Collection entries:
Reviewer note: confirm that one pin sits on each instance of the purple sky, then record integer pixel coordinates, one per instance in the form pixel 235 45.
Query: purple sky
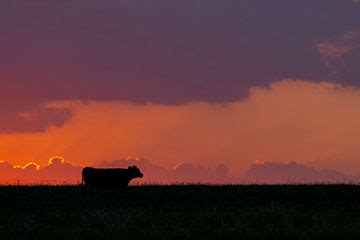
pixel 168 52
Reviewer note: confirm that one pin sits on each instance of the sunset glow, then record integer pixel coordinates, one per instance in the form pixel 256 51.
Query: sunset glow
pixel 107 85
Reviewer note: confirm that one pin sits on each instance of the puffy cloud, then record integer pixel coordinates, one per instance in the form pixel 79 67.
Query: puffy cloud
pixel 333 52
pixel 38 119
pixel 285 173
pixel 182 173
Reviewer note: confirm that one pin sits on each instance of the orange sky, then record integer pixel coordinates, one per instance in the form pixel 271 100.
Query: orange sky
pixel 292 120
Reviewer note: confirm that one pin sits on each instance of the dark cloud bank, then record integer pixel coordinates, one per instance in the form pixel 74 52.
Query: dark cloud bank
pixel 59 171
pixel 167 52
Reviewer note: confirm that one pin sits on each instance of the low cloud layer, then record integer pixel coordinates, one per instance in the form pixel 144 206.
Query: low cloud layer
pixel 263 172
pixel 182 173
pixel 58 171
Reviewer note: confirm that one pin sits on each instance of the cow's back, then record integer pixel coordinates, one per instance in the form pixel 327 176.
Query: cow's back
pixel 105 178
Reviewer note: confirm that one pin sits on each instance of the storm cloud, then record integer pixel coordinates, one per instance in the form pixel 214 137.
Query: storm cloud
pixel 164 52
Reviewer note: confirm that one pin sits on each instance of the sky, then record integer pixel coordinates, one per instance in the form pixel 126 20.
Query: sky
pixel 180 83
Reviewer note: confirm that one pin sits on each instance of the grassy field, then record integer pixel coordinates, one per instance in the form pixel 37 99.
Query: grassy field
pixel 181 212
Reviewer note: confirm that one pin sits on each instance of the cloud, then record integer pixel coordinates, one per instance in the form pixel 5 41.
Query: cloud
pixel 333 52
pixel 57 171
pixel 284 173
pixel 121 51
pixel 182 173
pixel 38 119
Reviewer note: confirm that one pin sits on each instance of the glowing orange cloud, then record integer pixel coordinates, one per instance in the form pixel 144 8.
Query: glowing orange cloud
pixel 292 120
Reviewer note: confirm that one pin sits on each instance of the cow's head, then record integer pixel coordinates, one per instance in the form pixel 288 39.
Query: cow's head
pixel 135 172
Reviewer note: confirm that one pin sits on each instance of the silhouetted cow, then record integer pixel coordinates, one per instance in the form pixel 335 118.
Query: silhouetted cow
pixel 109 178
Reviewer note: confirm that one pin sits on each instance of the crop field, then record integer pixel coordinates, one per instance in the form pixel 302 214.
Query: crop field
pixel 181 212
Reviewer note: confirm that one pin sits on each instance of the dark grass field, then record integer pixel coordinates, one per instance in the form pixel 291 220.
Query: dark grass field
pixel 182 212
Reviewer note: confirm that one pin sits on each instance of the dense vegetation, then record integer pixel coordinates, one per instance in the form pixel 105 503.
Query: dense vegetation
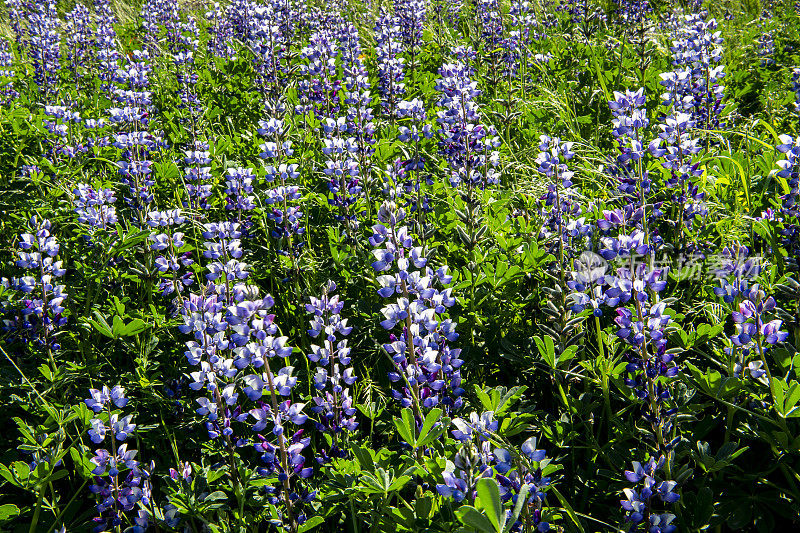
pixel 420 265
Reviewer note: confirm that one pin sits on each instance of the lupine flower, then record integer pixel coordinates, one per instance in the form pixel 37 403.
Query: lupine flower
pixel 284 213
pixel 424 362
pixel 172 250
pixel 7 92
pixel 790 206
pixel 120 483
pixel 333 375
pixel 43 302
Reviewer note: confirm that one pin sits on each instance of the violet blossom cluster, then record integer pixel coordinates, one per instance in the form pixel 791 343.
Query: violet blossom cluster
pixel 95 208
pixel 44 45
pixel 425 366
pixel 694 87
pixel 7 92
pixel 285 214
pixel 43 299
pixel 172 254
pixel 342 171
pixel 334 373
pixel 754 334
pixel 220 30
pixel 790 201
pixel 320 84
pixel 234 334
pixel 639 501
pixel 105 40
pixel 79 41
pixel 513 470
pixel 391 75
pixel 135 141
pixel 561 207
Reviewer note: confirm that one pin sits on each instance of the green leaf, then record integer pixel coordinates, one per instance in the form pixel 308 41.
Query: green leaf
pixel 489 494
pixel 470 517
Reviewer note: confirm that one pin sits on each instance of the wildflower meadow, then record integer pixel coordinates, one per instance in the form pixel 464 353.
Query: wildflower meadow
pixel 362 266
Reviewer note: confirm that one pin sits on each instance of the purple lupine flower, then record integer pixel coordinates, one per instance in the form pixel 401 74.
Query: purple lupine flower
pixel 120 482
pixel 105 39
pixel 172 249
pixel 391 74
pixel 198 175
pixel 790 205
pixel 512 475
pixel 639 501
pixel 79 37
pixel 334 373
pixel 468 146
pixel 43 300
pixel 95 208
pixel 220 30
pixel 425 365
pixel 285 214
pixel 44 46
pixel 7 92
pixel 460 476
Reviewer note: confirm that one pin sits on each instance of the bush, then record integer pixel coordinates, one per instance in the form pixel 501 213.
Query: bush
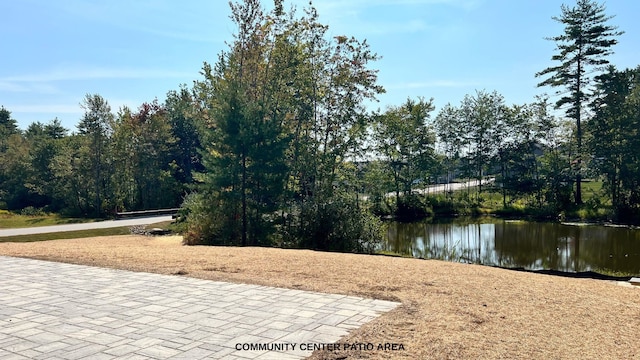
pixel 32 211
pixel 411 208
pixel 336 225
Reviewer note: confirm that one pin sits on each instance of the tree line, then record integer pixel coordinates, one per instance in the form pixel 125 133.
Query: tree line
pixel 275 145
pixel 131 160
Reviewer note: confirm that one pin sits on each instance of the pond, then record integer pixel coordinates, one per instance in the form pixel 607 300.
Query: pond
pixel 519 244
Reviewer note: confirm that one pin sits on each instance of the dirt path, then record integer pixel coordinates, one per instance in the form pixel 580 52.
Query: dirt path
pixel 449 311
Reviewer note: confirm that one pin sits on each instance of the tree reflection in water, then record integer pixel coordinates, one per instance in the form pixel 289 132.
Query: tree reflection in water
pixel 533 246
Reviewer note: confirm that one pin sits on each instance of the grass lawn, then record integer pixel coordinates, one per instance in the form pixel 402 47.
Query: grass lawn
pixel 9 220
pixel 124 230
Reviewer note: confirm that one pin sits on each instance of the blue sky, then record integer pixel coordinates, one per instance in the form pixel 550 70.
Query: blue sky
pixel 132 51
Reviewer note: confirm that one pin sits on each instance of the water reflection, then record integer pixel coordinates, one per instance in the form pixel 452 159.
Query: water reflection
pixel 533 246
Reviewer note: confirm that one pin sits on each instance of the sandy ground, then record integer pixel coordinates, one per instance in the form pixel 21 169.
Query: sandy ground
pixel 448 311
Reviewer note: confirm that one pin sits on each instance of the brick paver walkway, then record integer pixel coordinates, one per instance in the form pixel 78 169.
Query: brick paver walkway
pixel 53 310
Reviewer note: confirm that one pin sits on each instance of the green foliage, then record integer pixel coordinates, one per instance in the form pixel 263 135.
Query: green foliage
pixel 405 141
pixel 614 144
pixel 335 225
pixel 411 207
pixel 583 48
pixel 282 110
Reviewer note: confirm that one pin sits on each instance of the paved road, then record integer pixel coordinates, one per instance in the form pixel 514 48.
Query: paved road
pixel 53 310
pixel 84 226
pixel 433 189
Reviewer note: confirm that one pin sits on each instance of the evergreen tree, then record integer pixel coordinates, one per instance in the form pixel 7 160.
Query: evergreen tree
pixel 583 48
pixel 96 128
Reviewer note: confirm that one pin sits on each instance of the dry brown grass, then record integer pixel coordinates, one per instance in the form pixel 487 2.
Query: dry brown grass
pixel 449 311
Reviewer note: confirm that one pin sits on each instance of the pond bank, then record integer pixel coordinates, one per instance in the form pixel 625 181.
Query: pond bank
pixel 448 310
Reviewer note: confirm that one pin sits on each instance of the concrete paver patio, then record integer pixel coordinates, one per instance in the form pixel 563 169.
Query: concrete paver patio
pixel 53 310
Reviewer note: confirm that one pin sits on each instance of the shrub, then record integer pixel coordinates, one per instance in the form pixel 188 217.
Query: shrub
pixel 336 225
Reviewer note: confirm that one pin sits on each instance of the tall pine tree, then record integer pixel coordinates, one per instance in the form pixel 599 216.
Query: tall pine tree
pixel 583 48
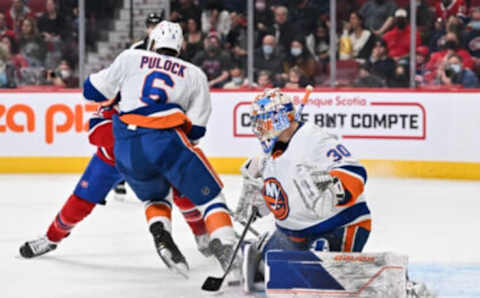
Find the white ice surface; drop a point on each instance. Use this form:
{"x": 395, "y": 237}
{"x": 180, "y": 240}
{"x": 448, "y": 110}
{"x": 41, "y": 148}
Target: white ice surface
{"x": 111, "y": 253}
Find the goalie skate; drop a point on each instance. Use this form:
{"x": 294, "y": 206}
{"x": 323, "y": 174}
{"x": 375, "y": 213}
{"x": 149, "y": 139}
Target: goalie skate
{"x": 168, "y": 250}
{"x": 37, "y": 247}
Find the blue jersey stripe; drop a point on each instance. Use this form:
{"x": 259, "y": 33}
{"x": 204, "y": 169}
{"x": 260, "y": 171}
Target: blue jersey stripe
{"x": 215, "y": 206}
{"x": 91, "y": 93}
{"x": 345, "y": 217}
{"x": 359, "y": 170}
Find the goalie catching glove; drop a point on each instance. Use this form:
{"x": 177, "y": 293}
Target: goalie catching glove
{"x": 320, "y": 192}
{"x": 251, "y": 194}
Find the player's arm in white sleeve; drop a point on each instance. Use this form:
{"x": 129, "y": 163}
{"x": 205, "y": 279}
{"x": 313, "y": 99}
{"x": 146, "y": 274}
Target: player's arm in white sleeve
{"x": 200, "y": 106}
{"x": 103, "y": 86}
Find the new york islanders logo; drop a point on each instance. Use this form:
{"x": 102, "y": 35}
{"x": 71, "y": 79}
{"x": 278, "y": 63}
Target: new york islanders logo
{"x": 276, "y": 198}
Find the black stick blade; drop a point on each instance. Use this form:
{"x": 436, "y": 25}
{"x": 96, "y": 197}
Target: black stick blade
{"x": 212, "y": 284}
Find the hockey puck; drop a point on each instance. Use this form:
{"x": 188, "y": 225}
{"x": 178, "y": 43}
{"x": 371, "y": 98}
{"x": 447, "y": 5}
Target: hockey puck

- _PROBLEM_:
Once a line of the records is found to contain "puck", copy it out.

- _ANSWER BELOW_:
Find the hockey puck; drop a point on each instance. Use this form:
Target: hockey puck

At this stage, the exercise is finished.